EXCERPT PROVIDED:
# $$$ to hit 500lbs in Bench Press



## WesleyInman (Sep 19, 2013)

So I have been offered $1500 dollars in prize money to compete in a PL contest next year in Las Vegas, and I have to hit 500lbs x 1 rep on flat bench in order  to secure this prize money.

The catch is that I have to weigh 220lbs or less.

I have never tried 500lbs, though I think I could have hit it around 225lbs a few years ago..I was repping 405lbs x 10 reps on flat.  I was on a ton of AAS.  Now I have a HRT script but am 100% legal besides the occasional legal OTC PH.

Mind you I have competed in PLing many times, but I am primarily a competitive Strongman, and Bench means absolutely NOTHING in Strongman.

Anyone have any methods or techniques they find efffective to add strength to bench for someone like me who is pretty plateaued?

STORED DATA:

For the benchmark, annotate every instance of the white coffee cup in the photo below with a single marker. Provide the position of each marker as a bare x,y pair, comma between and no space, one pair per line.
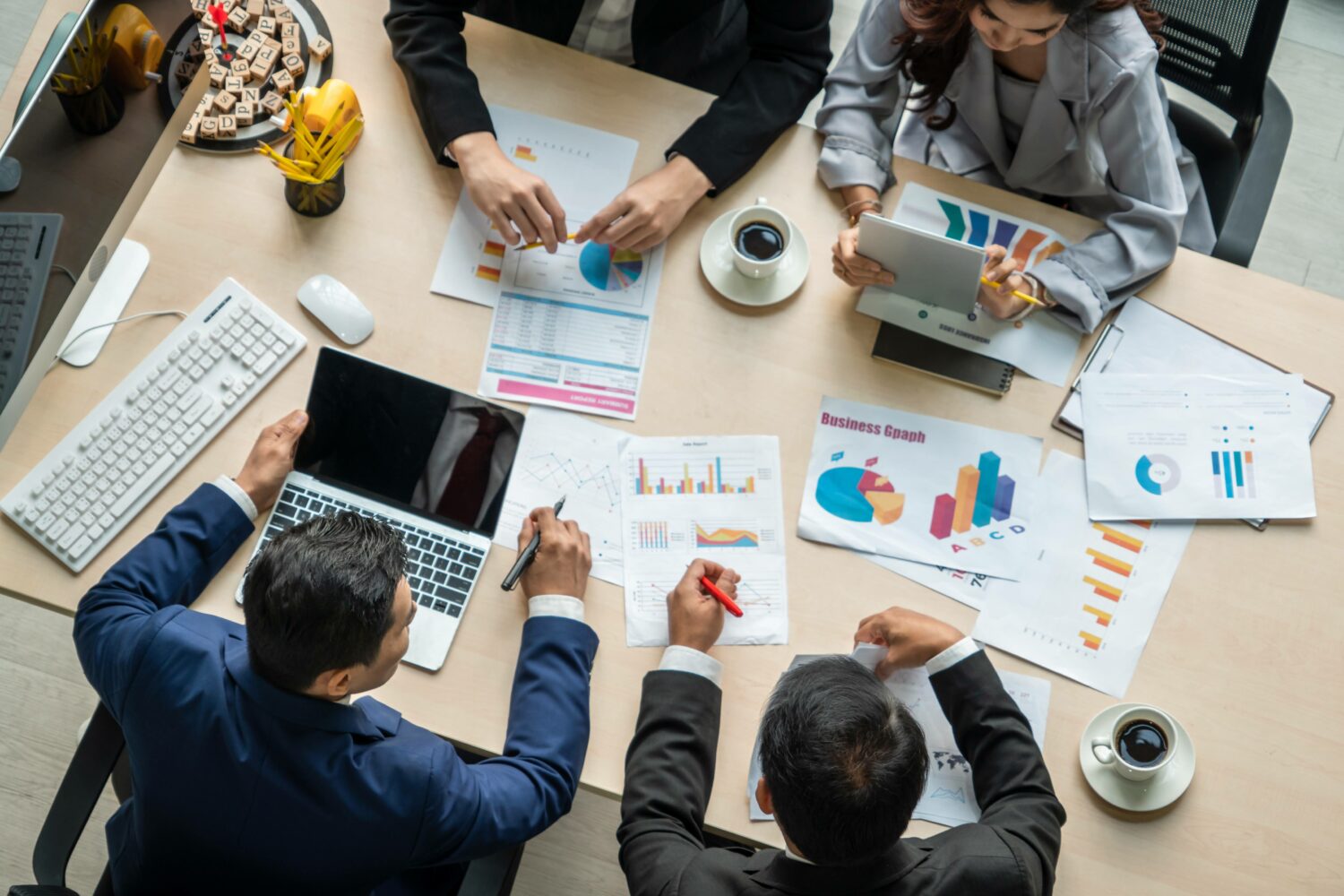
754,268
1107,750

LIST OF TASKS:
1 > Please set down the passage of the bench press thread between "## WesleyInman (Sep" and "this prize money.", inclusive.
2 > In the bench press thread, what is the most the poster may weigh to qualify for the prize money?

WORKED ANSWERS:
1 >
## WesleyInman (Sep 19, 2013)

So I have been offered $1500 dollars in prize money to compete in a PL contest next year in Las Vegas, and I have to hit 500lbs x 1 rep on flat bench in order  to secure this prize money.

2 > 220 pounds